La democrazia dei senza parte

La democrazia dei senza parte

23 Maggio 2019 Off di Francesco Biagi

di Mario Pezzella

(14 novembre 2011, www.democraziakmzero.org)

 

Pochi concetti sono stati banalizzati come quello di “democrazia”. Rancière cerca di restituire al termine tutto il suo significato originariamente radicale e di verificarne il significato attuale. Secondo la critica marxista più ortodossa, la democrazia – come ogni credenza in un diritto uguale per tutti – non è che “ideologia”: essa è una maschera illusoria, oppio dei popoli, che occulta la vera questione dell’emancipazione sociale. Non varrebbe dunque la pena di preoccuparsene: rovesciati i rapporti di produzione capitalistici, una nuova formazione sociale avrebbe gradualmente realizzato l’eguaglianza concreta tra gli uomini, e superato quella puramente formale e giuridica del capitalismo.

Rancière accetta in parte i fondamenti di questa critica, ma prova a rovesciarne i termini negativi in una contraddizione positiva. E’ vero, quando la democrazia si autopresenta come uguaglianza realizzata, questa è menzogna ed illusione; perché alla sua base sussiste un torto e una disuguaglianza sostanziale, tra coloro che detengono il potere e la grande schiera dei sottomessi, che Rancière chiama i senza parte: essi non sono riconosciuti parte dello Stato a pieno titolo, come i membri della classe dominante. Tuttavia, l’esistenza di questo torto non rende inutile il parlare di democrazia, ma ne costituisce l’essenza politica profonda: la democrazia non è uno Stato realizzato, ma il processo grazie al quale i senza parte acquistano consapevolezza di sé e pretendono di rovesciare il rapporto di servitù in cui si trovano: “Il torto è semplicemente il modo di soggettivazione entro cui prende forma politica la verifica dell’uguaglianza…Il torto istituisce un universale singolare, un universale polemico, associando al conflitto delle parti sociali la manifestazione dell’uguaglianza, come parte dei senza parte”(57)[1].

:::::

**Compiti ed esercizi:**
- a) Nel brano sulla democrazia dei senza parte, come chiama Rancière la grande schiera dei sottomessi?
- b) Trascrivi dal brano sulla democrazia dei senza parte tutto il testo compreso tra «di Mario Pezzella» e «giuridica del capitalismo.».
- c) Riformula in forma di elenco il paragrafo del brano sulla democrazia dei senza parte che inizia con «Pochi concetti sono stati banalizzati», mantenendone i fatti principali.

:::::

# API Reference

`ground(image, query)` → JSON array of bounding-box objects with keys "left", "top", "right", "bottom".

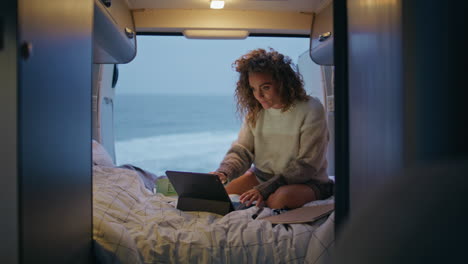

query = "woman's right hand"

[{"left": 209, "top": 171, "right": 227, "bottom": 184}]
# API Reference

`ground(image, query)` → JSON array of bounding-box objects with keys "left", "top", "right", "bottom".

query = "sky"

[{"left": 116, "top": 35, "right": 316, "bottom": 95}]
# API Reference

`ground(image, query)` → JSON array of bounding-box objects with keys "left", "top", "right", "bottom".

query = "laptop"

[{"left": 166, "top": 170, "right": 247, "bottom": 215}]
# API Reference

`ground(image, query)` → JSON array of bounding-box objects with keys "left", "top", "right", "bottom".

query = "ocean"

[{"left": 114, "top": 94, "right": 241, "bottom": 176}]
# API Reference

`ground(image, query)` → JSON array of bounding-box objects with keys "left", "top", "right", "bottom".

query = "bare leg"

[
  {"left": 226, "top": 171, "right": 259, "bottom": 195},
  {"left": 266, "top": 184, "right": 317, "bottom": 209}
]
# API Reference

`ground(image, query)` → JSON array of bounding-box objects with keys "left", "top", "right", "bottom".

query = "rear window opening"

[{"left": 114, "top": 36, "right": 323, "bottom": 175}]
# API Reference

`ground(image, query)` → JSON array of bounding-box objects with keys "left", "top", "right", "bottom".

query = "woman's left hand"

[{"left": 239, "top": 189, "right": 263, "bottom": 206}]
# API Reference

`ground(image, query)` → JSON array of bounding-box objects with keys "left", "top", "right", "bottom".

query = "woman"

[{"left": 212, "top": 49, "right": 333, "bottom": 209}]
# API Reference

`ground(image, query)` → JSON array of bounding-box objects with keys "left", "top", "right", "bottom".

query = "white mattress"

[{"left": 93, "top": 166, "right": 334, "bottom": 263}]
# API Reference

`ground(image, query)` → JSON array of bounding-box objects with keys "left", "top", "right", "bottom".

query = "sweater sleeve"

[
  {"left": 216, "top": 121, "right": 254, "bottom": 180},
  {"left": 255, "top": 102, "right": 329, "bottom": 199}
]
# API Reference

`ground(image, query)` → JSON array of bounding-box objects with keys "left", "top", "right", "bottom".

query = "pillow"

[{"left": 93, "top": 139, "right": 115, "bottom": 167}]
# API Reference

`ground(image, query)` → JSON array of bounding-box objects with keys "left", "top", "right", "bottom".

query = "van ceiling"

[
  {"left": 130, "top": 0, "right": 332, "bottom": 36},
  {"left": 127, "top": 0, "right": 331, "bottom": 12}
]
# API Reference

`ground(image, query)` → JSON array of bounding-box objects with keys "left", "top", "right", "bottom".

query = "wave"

[{"left": 115, "top": 131, "right": 237, "bottom": 176}]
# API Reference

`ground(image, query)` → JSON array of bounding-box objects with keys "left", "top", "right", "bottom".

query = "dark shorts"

[
  {"left": 250, "top": 167, "right": 335, "bottom": 200},
  {"left": 305, "top": 180, "right": 335, "bottom": 200}
]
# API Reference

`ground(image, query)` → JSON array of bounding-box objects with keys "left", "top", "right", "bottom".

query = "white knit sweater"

[{"left": 217, "top": 97, "right": 329, "bottom": 198}]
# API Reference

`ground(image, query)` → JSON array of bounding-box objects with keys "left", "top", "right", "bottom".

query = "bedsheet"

[{"left": 93, "top": 166, "right": 334, "bottom": 263}]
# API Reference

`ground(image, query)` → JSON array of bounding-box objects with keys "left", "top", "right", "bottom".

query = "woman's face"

[{"left": 249, "top": 72, "right": 283, "bottom": 109}]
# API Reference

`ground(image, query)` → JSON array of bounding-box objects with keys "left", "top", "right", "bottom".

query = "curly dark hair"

[{"left": 233, "top": 48, "right": 309, "bottom": 127}]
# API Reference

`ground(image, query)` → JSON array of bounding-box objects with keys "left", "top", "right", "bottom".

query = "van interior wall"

[{"left": 92, "top": 64, "right": 115, "bottom": 162}]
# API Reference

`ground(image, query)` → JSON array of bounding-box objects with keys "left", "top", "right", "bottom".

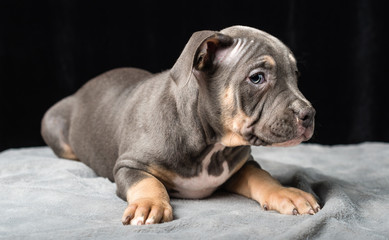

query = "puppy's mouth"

[{"left": 245, "top": 126, "right": 314, "bottom": 147}]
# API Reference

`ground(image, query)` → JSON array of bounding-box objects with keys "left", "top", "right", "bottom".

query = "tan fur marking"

[
  {"left": 263, "top": 55, "right": 276, "bottom": 68},
  {"left": 122, "top": 175, "right": 173, "bottom": 225},
  {"left": 224, "top": 165, "right": 320, "bottom": 215}
]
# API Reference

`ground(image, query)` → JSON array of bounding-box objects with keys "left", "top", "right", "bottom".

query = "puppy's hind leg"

[{"left": 41, "top": 96, "right": 78, "bottom": 160}]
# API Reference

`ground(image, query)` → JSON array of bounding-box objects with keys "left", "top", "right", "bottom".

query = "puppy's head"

[{"left": 171, "top": 26, "right": 315, "bottom": 147}]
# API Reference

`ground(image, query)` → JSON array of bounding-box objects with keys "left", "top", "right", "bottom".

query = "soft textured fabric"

[{"left": 0, "top": 143, "right": 389, "bottom": 239}]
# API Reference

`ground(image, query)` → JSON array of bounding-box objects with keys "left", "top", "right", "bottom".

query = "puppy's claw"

[
  {"left": 263, "top": 204, "right": 269, "bottom": 211},
  {"left": 308, "top": 208, "right": 315, "bottom": 215},
  {"left": 292, "top": 208, "right": 299, "bottom": 215}
]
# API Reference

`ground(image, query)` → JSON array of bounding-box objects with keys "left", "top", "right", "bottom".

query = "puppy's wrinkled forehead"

[{"left": 221, "top": 26, "right": 296, "bottom": 65}]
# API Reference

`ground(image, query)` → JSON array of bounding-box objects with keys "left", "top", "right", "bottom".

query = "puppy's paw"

[
  {"left": 260, "top": 187, "right": 320, "bottom": 215},
  {"left": 122, "top": 198, "right": 173, "bottom": 225}
]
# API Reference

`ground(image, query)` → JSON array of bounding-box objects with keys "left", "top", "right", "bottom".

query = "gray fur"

[{"left": 42, "top": 26, "right": 313, "bottom": 201}]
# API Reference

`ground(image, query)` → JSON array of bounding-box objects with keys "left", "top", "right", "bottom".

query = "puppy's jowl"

[{"left": 42, "top": 26, "right": 320, "bottom": 225}]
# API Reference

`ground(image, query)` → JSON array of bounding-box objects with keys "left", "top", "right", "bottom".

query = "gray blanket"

[{"left": 0, "top": 143, "right": 389, "bottom": 239}]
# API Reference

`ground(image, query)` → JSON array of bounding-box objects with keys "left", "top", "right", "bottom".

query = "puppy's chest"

[{"left": 171, "top": 144, "right": 250, "bottom": 198}]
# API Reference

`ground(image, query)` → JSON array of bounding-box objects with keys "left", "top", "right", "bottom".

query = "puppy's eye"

[{"left": 249, "top": 72, "right": 266, "bottom": 84}]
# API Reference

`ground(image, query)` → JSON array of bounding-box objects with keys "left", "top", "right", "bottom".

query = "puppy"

[{"left": 42, "top": 26, "right": 320, "bottom": 225}]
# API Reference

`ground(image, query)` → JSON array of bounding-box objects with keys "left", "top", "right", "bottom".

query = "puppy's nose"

[{"left": 295, "top": 107, "right": 316, "bottom": 128}]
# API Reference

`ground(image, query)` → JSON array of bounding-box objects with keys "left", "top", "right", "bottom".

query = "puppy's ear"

[
  {"left": 194, "top": 33, "right": 234, "bottom": 72},
  {"left": 170, "top": 31, "right": 233, "bottom": 85}
]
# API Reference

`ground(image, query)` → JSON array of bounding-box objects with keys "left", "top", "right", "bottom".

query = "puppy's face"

[{"left": 193, "top": 27, "right": 315, "bottom": 146}]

:::::

**Risposte in ordine:**
- a) I senza parte.

- b)
di Mario Pezzella

(14 novembre 2011, www.democraziakmzero.org)

 

Pochi concetti sono stati banalizzati come quello di “democrazia”. Rancière cerca di restituire al termine tutto il suo significato originariamente radicale e di verificarne il significato attuale. Secondo la critica marxista più ortodossa, la democrazia – come ogni credenza in un diritto uguale per tutti – non è che “ideologia”: essa è una maschera illusoria, oppio dei popoli, che occulta la vera questione dell’emancipazione sociale. Non varrebbe dunque la pena di preoccuparsene: rovesciati i rapporti di produzione capitalistici, una nuova formazione sociale avrebbe gradualmente realizzato l’eguaglianza concreta tra gli uomini, e superato quella puramente formale e giuridica del capitalismo.

- c)
- Il concetto di "democrazia" è tra i più banalizzati.
- Rancière cerca di restituirgli il significato originariamente radicale e di verificarne quello attuale.
- Per la critica marxista più ortodossa la democrazia, come ogni credenza in un diritto uguale per tutti, è solo "ideologia". È una maschera illusoria che occulta la vera questione dell'emancipazione sociale.
- Secondo questa critica non varrebbe la pena di preoccuparsene. Una volta rovesciati i rapporti di produzione capitalistici, una nuova formazione sociale avrebbe realizzato gradualmente l'eguaglianza concreta, superando quella formale e giuridica del capitalismo.